■ Текст документа
-------

Актуальні проблеми слов’янської філології. Серія: Лінгвістика і літературознавство

Поэтика “московского текста” в рассказе И.С. Шмелева “Голуби” Коршунова, Е.А.

УДК 821.161.1–32 Шмелев 7.08

Коршунова Е.А.,
аспирантка,
Харьковский национальный университет имени В.Н. Каразина

ПОЭТИКА “МОСКОВСКОГО ТЕКСТА” В РАССКАЗЕ И.С. ШМЕЛЕВА “ГОЛУБИ”

Исследование поэтики “московского текста”, второго по значимости после
“петербургского” для русской литературы, является одной из актуальных задач
современного литературоведения. “Московский текст” не описан до настоящего
времени как цельно-единство (термин В.Н. Топорова), как феномен, имеющий свою
историю.
Выделение “московского текста” особенно закономерно в творчестве
И.С. Шмелева, “коренного прирожденного москвича, с московским говором, с
московской независимостью и свободой духа” [1, 4]. Многие произведения писателя
написаны о Москве (очерки “Сидя на берегу” (1925), “Богомолье” (1931), “Няня из
Москвы” (1933), “Лето Господне” (1944), “Рождество в Москве” (1945), “Пути
небесные” (1950)). Несмотря на это, в шмелевоведении не уделяется должного
внимания рассмотрению данной темы. Имеются лишь отдельные публикации
В.М. Гуминского, С.В. Шешуновой [3; 8] и немногих других. Поэтому в нашей статье
попытаемся хотя бы частично восполнить этот пробел.
Открывает ряд “московских” произведений рассказ “Голуби” (1918), в котором
уже закладываются именно шмелевские подходы и способы обращения к этой теме.
Шмелевы приехали в Крым в июне 1918 года, спасаясь от разрухи и
большевиков. В июле того же года в Алуште Шмелев напишет рассказ “Голуби”,
первый в предполагавшемся цикле “По Москве”. Уже в самом начале рассказа
обозначены исторически значимые городские локусы, в которых происходит
действие: “Остался еще уголок прежней Москвы – Василий Блаженный: как всегда,
ранним утром слетались сюда голуби. Летели с Замоскворечья, с лабазов Варварки,
с рогожных и пеньковых складов; с гремучего Балчуга, с Китай-города, из-за стен
Кремля. Летели с посвистом тугих крыльев, укрывали голубизной булыжник, серую
пустоту Лобного места” [9, 436]. Речь идет о сердце Москвы – Красной площади, в
центре которой стоит храм Василия Блаженного (иначе – собор Покрова Богородицы
на рву). Перечисленные локусы сразу же вызывают литературные ассоциации:
Замоскворечье воспето в произведениях Островского, Китай-город – в романе
Боборыкина. Родное Замоскворечье, Кремль особо выделены в этом рассказе, к ним
автор будет обращаться и в очерках “Город-призрак”, “Москва в позоре”, романе
“Лето Господне” и др. Можно сказать, что они являются лейтмотивными для
произведений, составляющих “московский текст” в прозе И.С. Шмелева.
Лейтмотивные локусы выражают особенности авторской ценностной акцентуации.

-------

Сохранённые записи
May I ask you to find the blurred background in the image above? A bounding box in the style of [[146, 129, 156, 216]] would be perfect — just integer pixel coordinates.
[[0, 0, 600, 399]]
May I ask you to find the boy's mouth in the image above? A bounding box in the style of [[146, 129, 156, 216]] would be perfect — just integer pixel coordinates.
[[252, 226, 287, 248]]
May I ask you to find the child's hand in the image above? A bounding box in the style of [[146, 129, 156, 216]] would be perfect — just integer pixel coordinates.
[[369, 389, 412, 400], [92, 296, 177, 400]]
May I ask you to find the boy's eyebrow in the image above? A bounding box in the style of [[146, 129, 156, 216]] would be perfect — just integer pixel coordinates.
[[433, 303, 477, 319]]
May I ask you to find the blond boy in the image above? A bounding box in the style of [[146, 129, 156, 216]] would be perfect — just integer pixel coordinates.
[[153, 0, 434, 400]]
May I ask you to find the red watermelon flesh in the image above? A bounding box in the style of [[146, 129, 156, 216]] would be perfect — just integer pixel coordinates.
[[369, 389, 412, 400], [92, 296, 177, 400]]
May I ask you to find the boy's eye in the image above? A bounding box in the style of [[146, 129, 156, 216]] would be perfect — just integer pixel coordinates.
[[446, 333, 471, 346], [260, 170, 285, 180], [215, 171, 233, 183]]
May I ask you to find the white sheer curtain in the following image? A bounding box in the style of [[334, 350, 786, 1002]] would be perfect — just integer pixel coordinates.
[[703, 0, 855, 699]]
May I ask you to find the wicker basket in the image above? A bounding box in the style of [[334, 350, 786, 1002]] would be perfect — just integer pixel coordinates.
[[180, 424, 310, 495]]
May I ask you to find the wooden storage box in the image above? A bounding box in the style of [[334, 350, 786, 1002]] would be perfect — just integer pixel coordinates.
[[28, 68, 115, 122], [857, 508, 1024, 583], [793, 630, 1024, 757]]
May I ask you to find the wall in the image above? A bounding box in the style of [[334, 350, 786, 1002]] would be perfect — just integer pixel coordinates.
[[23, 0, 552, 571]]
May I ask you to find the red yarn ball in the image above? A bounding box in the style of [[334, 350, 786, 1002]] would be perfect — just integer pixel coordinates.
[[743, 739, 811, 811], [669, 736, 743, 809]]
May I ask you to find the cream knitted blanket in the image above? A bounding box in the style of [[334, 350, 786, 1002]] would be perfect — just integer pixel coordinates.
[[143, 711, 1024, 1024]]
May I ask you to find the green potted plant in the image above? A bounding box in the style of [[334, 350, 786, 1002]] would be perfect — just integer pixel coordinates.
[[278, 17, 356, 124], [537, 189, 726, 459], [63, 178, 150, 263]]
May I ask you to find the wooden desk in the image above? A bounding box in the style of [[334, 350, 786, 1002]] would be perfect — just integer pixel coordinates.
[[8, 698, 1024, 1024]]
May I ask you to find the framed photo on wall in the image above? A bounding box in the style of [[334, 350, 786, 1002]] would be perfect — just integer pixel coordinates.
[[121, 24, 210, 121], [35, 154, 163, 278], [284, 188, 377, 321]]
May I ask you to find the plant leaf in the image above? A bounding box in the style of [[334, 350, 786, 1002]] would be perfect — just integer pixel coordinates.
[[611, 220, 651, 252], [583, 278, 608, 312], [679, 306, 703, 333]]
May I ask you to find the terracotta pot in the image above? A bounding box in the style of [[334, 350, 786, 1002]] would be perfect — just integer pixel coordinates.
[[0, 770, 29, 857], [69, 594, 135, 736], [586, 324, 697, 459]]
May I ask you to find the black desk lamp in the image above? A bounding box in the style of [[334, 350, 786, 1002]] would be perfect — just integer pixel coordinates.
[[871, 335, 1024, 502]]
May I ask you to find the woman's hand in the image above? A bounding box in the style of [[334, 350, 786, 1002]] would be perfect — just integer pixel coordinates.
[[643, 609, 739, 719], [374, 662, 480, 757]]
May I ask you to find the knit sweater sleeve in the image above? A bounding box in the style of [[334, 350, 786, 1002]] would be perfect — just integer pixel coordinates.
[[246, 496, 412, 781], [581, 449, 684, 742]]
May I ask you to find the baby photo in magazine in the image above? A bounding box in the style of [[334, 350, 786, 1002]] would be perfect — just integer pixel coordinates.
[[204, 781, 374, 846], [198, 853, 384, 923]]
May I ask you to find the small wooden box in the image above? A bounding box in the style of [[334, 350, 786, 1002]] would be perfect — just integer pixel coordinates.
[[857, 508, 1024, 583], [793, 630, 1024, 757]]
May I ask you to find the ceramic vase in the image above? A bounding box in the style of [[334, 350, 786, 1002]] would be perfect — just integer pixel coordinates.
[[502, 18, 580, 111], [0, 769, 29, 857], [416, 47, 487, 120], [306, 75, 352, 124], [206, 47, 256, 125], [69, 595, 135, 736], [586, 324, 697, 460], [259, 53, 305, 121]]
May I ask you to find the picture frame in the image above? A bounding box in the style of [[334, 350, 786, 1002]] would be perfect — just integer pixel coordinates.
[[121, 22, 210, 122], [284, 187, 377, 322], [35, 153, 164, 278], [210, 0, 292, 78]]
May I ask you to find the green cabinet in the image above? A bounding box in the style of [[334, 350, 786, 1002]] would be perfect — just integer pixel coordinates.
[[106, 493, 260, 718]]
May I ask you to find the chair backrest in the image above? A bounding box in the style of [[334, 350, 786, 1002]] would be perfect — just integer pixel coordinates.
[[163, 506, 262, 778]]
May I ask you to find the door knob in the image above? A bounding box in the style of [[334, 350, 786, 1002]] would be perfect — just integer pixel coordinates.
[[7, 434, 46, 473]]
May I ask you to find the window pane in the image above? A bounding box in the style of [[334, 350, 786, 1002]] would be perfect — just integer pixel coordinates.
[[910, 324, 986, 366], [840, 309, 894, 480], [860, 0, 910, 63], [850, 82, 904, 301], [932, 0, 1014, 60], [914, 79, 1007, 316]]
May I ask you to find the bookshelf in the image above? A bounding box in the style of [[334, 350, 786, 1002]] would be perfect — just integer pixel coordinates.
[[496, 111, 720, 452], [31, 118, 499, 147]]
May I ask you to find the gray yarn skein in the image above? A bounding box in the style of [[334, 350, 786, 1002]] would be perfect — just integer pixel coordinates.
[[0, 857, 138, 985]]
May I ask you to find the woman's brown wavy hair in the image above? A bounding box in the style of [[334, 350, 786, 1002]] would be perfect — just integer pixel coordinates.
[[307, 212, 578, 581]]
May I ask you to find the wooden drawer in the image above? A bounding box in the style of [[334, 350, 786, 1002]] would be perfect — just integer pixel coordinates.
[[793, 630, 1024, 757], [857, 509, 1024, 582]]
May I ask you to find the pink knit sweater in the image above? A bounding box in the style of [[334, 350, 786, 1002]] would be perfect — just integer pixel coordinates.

-------

■ Задание 1
Ответьте по статье о «московском тексте» в рассказе Шмелева «Голуби»:
(а) Когда и где Шмелев написал рассказ «Голуби»?
(б) Кому принадлежит термин «цельно-единство»?
(в) В чьем романе воспет Китай-город?
■ Задание 2
Напишите продолжение статьи о «московском тексте» в рассказе Шмелева «Голуби», начиная сразу после ее последнего предложения.
Эти записи получены из другого источника.

■ Ожидаемый ответ 1
(а) В июле 1918 года в Алуште.
(б) В.Н. Топорову.
(в) В романе Боборыкина.

■ Ожидаемый ответ 2
Как отмечает В.М. Гуминский, “традиционная архитектурная планировка западного
Замоскворечья подразумевала ориентацию на центральные московские храмы-
святыни, в первую очередь, на кремлевские и околокремлевские. Магистральные
замоскворецкие улицы <…> как бы сходились с юга к двум мостам через Москву-
реку, <…> съезды с которых, в свою очередь, как бы обрамляли Кремль с двух
сторон [3, 119]. Из каждого замоскворецкого двора можно было увидеть “средоточие
московских святынь или же, по крайней мере, Колокольню Ивана Великого” [3, 119].
Большинство домов северными торцами обращались к Москве-реке (к Кремлю),
фасадами выходили на замоскворецкие улицы. Именно так располагался дом № 7
по Малой Полянке, где с 1915 г. жил И.С. Шмелев с семьей и откуда 20 ноября 1922 г.
вместе с женой писатель выехал в Берлин. Из центрального окна квартиры был
виден Кремль и Храм Покрова на Рву, в архитектуре которого современные
исследователи отмечают воплощение идеи “храма-города” или “Небесного
Иерусалима” [3, 120]. Из западных окон можно было видеть Храм Христа Спасителя.
Закономерно, что ориентация Замоскворечья на святыни Москвы,
выраженная даже географически, неизбежно обращает к ее центру – Кремлю.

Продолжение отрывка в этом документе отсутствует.